Assigned task:
Your job is to return each record exactly, minus any pictures.

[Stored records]
□ □ □ □

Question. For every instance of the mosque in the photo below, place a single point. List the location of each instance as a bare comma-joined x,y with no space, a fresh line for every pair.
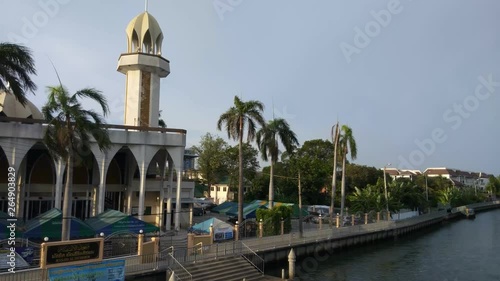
141,174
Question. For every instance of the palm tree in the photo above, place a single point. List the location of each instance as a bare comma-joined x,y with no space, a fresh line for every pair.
335,139
235,119
16,66
70,128
347,144
268,139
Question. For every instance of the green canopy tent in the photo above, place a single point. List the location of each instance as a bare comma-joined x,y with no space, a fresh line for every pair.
4,223
295,209
112,221
222,208
249,211
49,224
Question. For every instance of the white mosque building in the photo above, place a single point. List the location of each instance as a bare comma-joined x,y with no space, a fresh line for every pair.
141,174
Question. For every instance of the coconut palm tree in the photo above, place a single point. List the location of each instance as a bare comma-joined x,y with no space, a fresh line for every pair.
347,144
268,139
68,134
238,117
335,139
16,66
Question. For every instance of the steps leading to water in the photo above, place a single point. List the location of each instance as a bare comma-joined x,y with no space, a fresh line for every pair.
224,269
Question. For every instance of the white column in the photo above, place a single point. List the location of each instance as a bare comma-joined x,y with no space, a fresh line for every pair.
169,195
162,193
21,183
143,168
129,201
190,214
60,166
95,191
178,199
131,164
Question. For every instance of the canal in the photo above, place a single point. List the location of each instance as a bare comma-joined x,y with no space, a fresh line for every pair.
459,250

□ □ □ □

Exercise answer:
Question. For every instance of the mosque in the photo below, place a single point. List the location of each instance as a bare comma-joined x,y with no space, a fresh line for every pair.
141,174
Question. For every instance of the palm tree in the photo above, place a single point. List the location of each instance as a bare comma-joined x,y with no space, a fresh line for every pair.
335,139
235,119
16,66
70,128
347,144
268,139
Question. For every instance of the green canopy tent in the photo above, place a single point. List the location of each instance as a bare comma-joined x,y with no space, a fresh line for every pair.
4,223
295,209
112,221
222,208
249,211
49,224
Question. For every instance of the white mosque building in the photo above, place a single point. List the location of each instance as a bare comma-joined x,y with no space, a fresh line for every pair.
141,174
Question. For every instance of the coconut palm tree in the photo above, place a single point. List the location of each instance as a bare comma-joined x,y with no space, a fresh line for every pair.
347,144
268,139
68,134
238,117
335,139
16,66
Question. For every instance of the steps leading to water in the photo above, place a single point. List the location of each instance as a bare comma-joined x,y with no space, a fresh line for every pair.
224,269
Question. For every instance of the white column in the photo above, place a single point. List the location of each instance as a bare comma-joined x,y with no space, a fresh line for every pair.
169,195
162,193
21,183
143,168
129,201
190,214
60,166
95,191
178,199
131,164
Question. For every instance of the canal in the photo above, place a single point. List the location of each instance as a bare comma-joined x,y with no space, a fresh line for every pair.
459,250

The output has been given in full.